_Goal:_
Return all of the entries below verbatim, line for line, but leave out the pictures.

Segmentation annotation entries:
###

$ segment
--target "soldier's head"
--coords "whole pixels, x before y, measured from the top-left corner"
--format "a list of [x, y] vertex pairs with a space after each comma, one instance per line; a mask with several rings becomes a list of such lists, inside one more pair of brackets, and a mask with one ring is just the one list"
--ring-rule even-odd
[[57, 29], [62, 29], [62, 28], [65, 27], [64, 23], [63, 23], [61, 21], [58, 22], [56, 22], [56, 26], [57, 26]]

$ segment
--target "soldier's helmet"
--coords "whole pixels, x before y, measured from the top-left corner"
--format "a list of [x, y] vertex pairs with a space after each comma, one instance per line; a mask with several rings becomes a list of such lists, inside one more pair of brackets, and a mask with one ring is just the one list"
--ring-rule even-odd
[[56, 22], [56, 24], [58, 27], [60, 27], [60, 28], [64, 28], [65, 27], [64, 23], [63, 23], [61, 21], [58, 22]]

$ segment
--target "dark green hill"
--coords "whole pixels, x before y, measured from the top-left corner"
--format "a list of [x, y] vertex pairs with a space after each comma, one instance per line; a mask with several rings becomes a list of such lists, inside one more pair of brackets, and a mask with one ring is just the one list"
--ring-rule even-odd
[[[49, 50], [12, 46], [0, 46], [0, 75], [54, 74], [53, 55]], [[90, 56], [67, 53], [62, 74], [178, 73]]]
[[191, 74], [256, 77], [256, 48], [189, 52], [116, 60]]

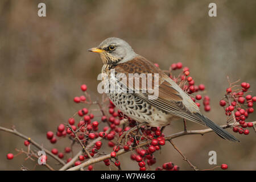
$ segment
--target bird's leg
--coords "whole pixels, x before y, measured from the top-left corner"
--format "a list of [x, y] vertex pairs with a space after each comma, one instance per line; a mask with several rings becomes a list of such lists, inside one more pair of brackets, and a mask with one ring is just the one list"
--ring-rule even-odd
[[187, 131], [187, 122], [185, 119], [183, 119], [184, 123], [184, 131]]
[[163, 133], [163, 130], [164, 130], [165, 128], [166, 128], [166, 126], [163, 126], [163, 127], [161, 128], [161, 130], [160, 130], [160, 131], [161, 131], [161, 134]]
[[123, 144], [125, 144], [127, 142], [129, 135], [131, 133], [133, 132], [134, 131], [138, 130], [138, 128], [141, 127], [142, 126], [144, 125], [144, 124], [145, 124], [145, 123], [140, 123], [139, 125], [137, 125], [137, 126], [134, 126], [134, 127], [132, 127], [130, 130], [123, 132], [123, 133], [122, 134], [122, 135], [121, 135], [120, 137], [119, 138], [119, 139], [118, 139], [118, 141], [117, 143], [121, 143], [122, 142], [122, 140], [125, 136], [125, 140], [123, 143]]

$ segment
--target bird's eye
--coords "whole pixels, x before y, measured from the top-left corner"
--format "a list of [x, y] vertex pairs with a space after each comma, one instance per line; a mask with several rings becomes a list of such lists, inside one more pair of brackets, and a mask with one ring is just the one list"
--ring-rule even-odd
[[109, 46], [109, 49], [110, 51], [114, 51], [115, 49], [115, 46], [111, 45], [111, 46]]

###

_Answer below:_
$ segment
--target "soldier's head"
--coords "whole pixels, x before y, measured from the top-left corner"
--format "a list of [x, y] vertex pairs with a space after each comma, one instance per line; a mask with several rings becomes a list of such lists, inside one more pair of brackets, and a mask with one ring is just the one list"
--ring-rule even-odd
[[57, 29], [62, 29], [62, 28], [65, 27], [64, 23], [63, 23], [61, 21], [58, 22], [56, 22], [56, 26], [57, 26]]

$ segment
--target "soldier's helmet"
--coords "whole pixels, x before y, measured from the top-left corner"
--format "a list of [x, y] vertex pairs with a space after each comma, one instance per line; a mask with several rings becomes a list of such lists, inside one more pair of brackets, and a mask with one ring is just the one list"
--ring-rule even-odd
[[56, 22], [56, 24], [58, 27], [60, 27], [60, 28], [64, 28], [65, 27], [64, 23], [63, 23], [61, 21], [58, 22]]

$ segment
--target "dark green hill"
--coords "whole pixels, x before y, measured from the top-left corner"
--format "a list of [x, y] vertex pairs with a space after each comma, one instance per line; a mask with several rings becomes a list of such lists, inside one more pair of brackets, and a mask with one ring is just the one list"
--ring-rule even-odd
[[[49, 50], [12, 46], [0, 46], [0, 75], [54, 74], [53, 55]], [[90, 56], [67, 53], [62, 74], [178, 73]]]
[[191, 74], [256, 77], [256, 48], [189, 52], [116, 60]]

$ segment
--target bird's leg
--coords "whole pixels, x before y, measured from the top-left corner"
--format "a list of [x, y] vertex pairs with a space after each comma, one instance per line; a mask with several rings becomes a list of such lists, inside one more pair of brackets, and a mask with one ring is just the one list"
--ring-rule even-odd
[[187, 131], [187, 122], [185, 119], [183, 119], [184, 123], [184, 131]]
[[163, 133], [163, 130], [164, 130], [165, 128], [166, 128], [166, 126], [163, 126], [163, 127], [161, 128], [161, 130], [160, 130], [160, 131], [161, 131], [161, 134]]
[[123, 144], [125, 144], [127, 142], [129, 135], [131, 133], [133, 132], [134, 131], [138, 130], [138, 128], [141, 127], [142, 126], [144, 125], [144, 124], [145, 124], [145, 123], [140, 123], [139, 125], [137, 125], [137, 126], [134, 126], [134, 127], [132, 127], [130, 130], [123, 132], [123, 133], [122, 134], [122, 135], [121, 135], [120, 137], [119, 138], [119, 139], [118, 139], [118, 141], [117, 143], [121, 143], [122, 142], [122, 140], [125, 136], [125, 140], [123, 143]]

$ segment
--target bird's eye
--coords "whole pixels, x before y, measured from the top-left corner"
--format "a list of [x, y] vertex pairs with a space after each comma, one instance per line; a mask with several rings becomes a list of such lists, inside one more pair of brackets, and a mask with one ring is just the one list"
--ring-rule even-odd
[[109, 46], [109, 49], [110, 51], [114, 51], [115, 49], [115, 46], [111, 45], [111, 46]]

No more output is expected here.